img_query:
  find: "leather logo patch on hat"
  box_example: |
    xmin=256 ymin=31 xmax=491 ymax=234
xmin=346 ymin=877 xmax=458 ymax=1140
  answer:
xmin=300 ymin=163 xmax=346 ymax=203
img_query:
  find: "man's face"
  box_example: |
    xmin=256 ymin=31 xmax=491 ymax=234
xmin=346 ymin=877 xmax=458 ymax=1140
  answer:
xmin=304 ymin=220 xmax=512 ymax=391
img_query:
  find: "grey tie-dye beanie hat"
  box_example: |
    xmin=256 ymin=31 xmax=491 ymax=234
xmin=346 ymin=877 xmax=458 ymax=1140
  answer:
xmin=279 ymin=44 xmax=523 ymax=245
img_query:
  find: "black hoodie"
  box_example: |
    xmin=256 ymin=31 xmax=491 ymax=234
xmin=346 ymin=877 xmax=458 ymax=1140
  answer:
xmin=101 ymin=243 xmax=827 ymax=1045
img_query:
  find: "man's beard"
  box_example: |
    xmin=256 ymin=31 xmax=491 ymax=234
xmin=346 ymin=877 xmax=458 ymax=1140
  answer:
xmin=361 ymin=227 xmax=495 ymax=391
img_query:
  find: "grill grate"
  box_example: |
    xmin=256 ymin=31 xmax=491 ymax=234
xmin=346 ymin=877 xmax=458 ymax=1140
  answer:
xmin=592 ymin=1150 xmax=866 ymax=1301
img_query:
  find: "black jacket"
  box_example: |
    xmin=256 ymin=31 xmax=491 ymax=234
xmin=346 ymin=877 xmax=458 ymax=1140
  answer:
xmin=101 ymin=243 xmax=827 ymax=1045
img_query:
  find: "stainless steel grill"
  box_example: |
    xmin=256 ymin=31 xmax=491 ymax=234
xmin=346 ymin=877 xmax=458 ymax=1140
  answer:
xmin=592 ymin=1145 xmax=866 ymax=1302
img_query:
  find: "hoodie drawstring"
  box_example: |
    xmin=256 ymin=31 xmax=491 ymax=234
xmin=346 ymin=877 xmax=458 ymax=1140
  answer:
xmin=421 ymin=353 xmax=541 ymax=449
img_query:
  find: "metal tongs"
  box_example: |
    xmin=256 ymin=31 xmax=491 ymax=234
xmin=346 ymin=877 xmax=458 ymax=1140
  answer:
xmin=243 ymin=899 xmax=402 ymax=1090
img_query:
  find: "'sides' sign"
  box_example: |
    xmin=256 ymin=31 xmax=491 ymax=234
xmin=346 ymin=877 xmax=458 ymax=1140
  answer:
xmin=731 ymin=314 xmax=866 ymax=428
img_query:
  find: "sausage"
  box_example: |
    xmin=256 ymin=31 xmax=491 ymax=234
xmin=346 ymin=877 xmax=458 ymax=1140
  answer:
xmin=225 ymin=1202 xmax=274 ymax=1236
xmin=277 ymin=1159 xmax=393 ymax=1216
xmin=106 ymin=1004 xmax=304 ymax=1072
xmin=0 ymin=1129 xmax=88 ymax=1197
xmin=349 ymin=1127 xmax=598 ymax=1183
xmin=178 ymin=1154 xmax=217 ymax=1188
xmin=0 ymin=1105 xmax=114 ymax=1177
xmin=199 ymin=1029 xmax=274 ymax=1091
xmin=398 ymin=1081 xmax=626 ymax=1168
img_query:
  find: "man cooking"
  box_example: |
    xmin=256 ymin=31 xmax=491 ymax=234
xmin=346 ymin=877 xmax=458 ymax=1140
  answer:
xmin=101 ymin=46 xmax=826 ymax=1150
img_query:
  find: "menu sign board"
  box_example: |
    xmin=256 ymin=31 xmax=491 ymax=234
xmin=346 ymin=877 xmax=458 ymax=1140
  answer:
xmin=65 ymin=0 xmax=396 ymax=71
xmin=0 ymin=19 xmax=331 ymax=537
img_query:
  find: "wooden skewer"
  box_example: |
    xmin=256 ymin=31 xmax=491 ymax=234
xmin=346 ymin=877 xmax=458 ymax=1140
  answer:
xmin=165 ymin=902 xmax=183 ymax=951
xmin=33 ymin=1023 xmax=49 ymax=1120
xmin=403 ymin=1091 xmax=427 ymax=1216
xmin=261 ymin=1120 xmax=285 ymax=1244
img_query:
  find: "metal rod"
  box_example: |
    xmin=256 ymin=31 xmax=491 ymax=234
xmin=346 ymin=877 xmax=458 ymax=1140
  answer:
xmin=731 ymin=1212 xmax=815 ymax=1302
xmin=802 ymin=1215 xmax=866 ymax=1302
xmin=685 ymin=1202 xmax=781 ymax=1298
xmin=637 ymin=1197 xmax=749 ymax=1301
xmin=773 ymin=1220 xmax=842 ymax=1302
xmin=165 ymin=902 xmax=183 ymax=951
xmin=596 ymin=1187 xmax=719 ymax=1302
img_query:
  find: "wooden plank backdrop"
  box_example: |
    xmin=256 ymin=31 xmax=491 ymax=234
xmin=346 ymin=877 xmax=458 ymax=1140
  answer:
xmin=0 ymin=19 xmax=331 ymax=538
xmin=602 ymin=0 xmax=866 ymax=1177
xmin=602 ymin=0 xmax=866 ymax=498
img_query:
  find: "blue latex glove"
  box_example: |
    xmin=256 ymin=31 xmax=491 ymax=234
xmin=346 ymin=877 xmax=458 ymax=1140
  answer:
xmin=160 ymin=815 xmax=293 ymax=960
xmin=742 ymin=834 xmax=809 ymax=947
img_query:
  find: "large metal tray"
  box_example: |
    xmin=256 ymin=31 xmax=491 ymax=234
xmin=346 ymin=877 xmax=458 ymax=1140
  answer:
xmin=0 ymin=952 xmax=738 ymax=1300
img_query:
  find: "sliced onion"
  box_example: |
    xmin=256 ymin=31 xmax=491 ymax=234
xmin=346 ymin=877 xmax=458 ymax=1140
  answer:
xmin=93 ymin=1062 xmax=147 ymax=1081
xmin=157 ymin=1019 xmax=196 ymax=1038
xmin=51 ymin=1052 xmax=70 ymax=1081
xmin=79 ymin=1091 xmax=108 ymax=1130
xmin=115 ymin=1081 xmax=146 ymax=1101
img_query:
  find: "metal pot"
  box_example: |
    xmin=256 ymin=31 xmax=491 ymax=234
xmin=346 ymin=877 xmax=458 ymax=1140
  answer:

* PROBLEM DETAILS *
Rewrite all of the material above, changing each "box_example" to "sample_box" and keeping every other character as it stands.

* FULL ANSWER *
img_query:
  find: "leather logo patch on hat"
  sample_box: |
    xmin=256 ymin=31 xmax=491 ymax=234
xmin=346 ymin=877 xmax=458 ymax=1140
  answer:
xmin=300 ymin=163 xmax=346 ymax=203
img_query:
  find: "man's face"
  sample_box: |
    xmin=256 ymin=31 xmax=491 ymax=234
xmin=346 ymin=877 xmax=458 ymax=1140
  answer:
xmin=304 ymin=220 xmax=512 ymax=391
img_query:
  find: "grey tie-dye beanie hat"
  sample_box: |
    xmin=256 ymin=31 xmax=491 ymax=234
xmin=346 ymin=877 xmax=458 ymax=1140
  answer:
xmin=279 ymin=44 xmax=523 ymax=245
img_query:
  find: "black hoodie"
  sample_box: |
    xmin=256 ymin=31 xmax=491 ymax=234
xmin=346 ymin=877 xmax=458 ymax=1140
  answer:
xmin=101 ymin=243 xmax=827 ymax=1045
img_query:
  find: "man's beard"
  sample_box: |
    xmin=256 ymin=31 xmax=491 ymax=234
xmin=346 ymin=877 xmax=458 ymax=1140
  answer:
xmin=361 ymin=227 xmax=495 ymax=391
img_query:
  find: "grill grate"
  sample_box: |
    xmin=256 ymin=31 xmax=491 ymax=234
xmin=346 ymin=877 xmax=458 ymax=1140
  answer:
xmin=592 ymin=1150 xmax=866 ymax=1301
img_query:
  find: "black jacket"
  sample_box: |
    xmin=256 ymin=31 xmax=491 ymax=234
xmin=346 ymin=877 xmax=458 ymax=1140
  answer:
xmin=101 ymin=243 xmax=827 ymax=1045
img_query:
  find: "stainless steel grill"
  sample_box: |
    xmin=256 ymin=31 xmax=491 ymax=234
xmin=346 ymin=877 xmax=458 ymax=1140
  answer:
xmin=592 ymin=1145 xmax=866 ymax=1302
img_query:
  find: "hoodie drawstring"
  sample_box: |
    xmin=256 ymin=31 xmax=491 ymax=234
xmin=346 ymin=877 xmax=458 ymax=1140
  answer:
xmin=421 ymin=353 xmax=541 ymax=449
img_query:
  find: "metal tongs"
  sample_box: |
    xmin=256 ymin=31 xmax=491 ymax=234
xmin=346 ymin=877 xmax=458 ymax=1140
  answer:
xmin=243 ymin=899 xmax=402 ymax=1090
img_query:
  find: "'sides' sign"
  sample_box: |
    xmin=256 ymin=31 xmax=491 ymax=234
xmin=346 ymin=877 xmax=458 ymax=1140
  answer:
xmin=731 ymin=314 xmax=866 ymax=428
img_query:
  find: "sausage"
  sample_box: |
    xmin=256 ymin=31 xmax=491 ymax=234
xmin=346 ymin=877 xmax=458 ymax=1140
  answer:
xmin=225 ymin=1202 xmax=274 ymax=1236
xmin=277 ymin=1159 xmax=393 ymax=1216
xmin=106 ymin=1004 xmax=304 ymax=1072
xmin=0 ymin=1129 xmax=88 ymax=1197
xmin=349 ymin=1127 xmax=598 ymax=1183
xmin=178 ymin=1154 xmax=217 ymax=1188
xmin=0 ymin=1105 xmax=114 ymax=1177
xmin=199 ymin=1029 xmax=274 ymax=1091
xmin=398 ymin=1081 xmax=626 ymax=1168
img_query:
  find: "man cooking"
  sample_box: |
    xmin=256 ymin=31 xmax=491 ymax=234
xmin=346 ymin=877 xmax=458 ymax=1140
  answer:
xmin=101 ymin=46 xmax=826 ymax=1150
img_query:
  find: "menu sign board"
  sample_box: |
    xmin=256 ymin=31 xmax=491 ymax=234
xmin=346 ymin=877 xmax=458 ymax=1140
  answer:
xmin=65 ymin=0 xmax=396 ymax=71
xmin=0 ymin=19 xmax=331 ymax=537
img_query:
  find: "wooden skewer"
  sample_box: |
    xmin=256 ymin=31 xmax=491 ymax=234
xmin=346 ymin=877 xmax=458 ymax=1140
  answer:
xmin=165 ymin=902 xmax=183 ymax=951
xmin=33 ymin=1023 xmax=49 ymax=1120
xmin=403 ymin=1091 xmax=427 ymax=1216
xmin=261 ymin=1120 xmax=285 ymax=1244
img_query:
  find: "metal rod"
  sample_box: |
    xmin=256 ymin=31 xmax=491 ymax=234
xmin=346 ymin=877 xmax=458 ymax=1140
  answer:
xmin=731 ymin=1212 xmax=815 ymax=1302
xmin=802 ymin=1215 xmax=866 ymax=1302
xmin=685 ymin=1202 xmax=781 ymax=1298
xmin=637 ymin=1197 xmax=749 ymax=1301
xmin=773 ymin=1220 xmax=842 ymax=1302
xmin=165 ymin=902 xmax=183 ymax=951
xmin=596 ymin=1187 xmax=719 ymax=1302
img_query:
  find: "wooden plank backdrop"
  sample_box: |
    xmin=256 ymin=31 xmax=491 ymax=234
xmin=346 ymin=877 xmax=458 ymax=1140
  answer:
xmin=0 ymin=19 xmax=331 ymax=538
xmin=602 ymin=0 xmax=866 ymax=1177
xmin=602 ymin=0 xmax=866 ymax=498
img_query:
  find: "blue latex glove"
  sample_box: |
    xmin=256 ymin=31 xmax=491 ymax=234
xmin=346 ymin=877 xmax=458 ymax=1140
  answer:
xmin=160 ymin=815 xmax=293 ymax=960
xmin=742 ymin=834 xmax=809 ymax=947
img_query:
  find: "large metal tray"
  sample_box: |
    xmin=256 ymin=31 xmax=491 ymax=234
xmin=346 ymin=877 xmax=458 ymax=1140
  answer:
xmin=0 ymin=952 xmax=738 ymax=1300
img_query:
  find: "sliced onion"
  sample_box: |
    xmin=256 ymin=31 xmax=491 ymax=234
xmin=346 ymin=877 xmax=458 ymax=1140
  answer:
xmin=93 ymin=1062 xmax=147 ymax=1081
xmin=157 ymin=1019 xmax=196 ymax=1038
xmin=51 ymin=1052 xmax=70 ymax=1081
xmin=79 ymin=1091 xmax=108 ymax=1130
xmin=115 ymin=1081 xmax=146 ymax=1101
img_query:
  find: "metal pot"
  sample_box: |
    xmin=256 ymin=31 xmax=491 ymax=234
xmin=346 ymin=877 xmax=458 ymax=1140
  answer:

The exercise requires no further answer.